Count the lines of the material below that contain the word "face". Give only the number.

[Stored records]
------------

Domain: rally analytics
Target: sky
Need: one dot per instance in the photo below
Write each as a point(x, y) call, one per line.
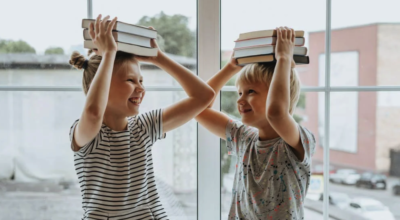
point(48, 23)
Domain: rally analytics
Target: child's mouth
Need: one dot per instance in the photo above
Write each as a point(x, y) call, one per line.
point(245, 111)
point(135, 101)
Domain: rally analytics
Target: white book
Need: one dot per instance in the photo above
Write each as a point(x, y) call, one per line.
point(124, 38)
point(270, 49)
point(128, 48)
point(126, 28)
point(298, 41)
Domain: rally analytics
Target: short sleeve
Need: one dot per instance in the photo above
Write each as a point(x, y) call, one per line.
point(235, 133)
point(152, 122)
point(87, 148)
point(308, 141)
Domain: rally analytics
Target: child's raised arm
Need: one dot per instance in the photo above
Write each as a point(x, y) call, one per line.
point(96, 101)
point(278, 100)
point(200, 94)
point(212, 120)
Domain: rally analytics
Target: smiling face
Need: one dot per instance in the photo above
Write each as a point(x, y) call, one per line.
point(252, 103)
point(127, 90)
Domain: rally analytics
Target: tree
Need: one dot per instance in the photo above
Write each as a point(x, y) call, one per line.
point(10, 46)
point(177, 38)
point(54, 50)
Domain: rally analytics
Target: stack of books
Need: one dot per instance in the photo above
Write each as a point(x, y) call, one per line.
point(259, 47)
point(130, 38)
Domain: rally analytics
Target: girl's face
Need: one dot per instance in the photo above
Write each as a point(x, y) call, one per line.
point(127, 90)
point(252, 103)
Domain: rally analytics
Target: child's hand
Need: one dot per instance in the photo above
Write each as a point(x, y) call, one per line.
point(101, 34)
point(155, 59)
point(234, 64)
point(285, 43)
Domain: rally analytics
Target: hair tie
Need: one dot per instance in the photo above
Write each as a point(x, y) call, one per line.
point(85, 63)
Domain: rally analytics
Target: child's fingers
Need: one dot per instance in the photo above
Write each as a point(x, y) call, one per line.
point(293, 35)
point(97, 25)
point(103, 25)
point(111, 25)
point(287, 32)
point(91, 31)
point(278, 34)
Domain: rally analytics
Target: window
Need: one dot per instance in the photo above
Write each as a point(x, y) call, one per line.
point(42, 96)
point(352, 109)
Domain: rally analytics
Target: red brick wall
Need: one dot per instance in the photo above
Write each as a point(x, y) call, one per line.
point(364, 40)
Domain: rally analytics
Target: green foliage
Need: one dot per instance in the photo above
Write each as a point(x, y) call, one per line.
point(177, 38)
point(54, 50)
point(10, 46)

------------

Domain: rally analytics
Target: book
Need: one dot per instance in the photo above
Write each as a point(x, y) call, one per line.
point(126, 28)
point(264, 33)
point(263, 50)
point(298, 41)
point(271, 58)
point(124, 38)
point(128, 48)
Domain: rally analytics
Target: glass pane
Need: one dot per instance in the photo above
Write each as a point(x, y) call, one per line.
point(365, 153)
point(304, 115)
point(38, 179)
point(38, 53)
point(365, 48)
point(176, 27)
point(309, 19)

------------

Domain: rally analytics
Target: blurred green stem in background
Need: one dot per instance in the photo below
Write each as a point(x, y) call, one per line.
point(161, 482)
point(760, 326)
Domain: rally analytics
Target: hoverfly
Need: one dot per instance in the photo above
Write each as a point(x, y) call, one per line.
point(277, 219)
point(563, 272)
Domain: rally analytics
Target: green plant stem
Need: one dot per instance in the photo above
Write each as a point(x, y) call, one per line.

------------

Result of the exercise: 2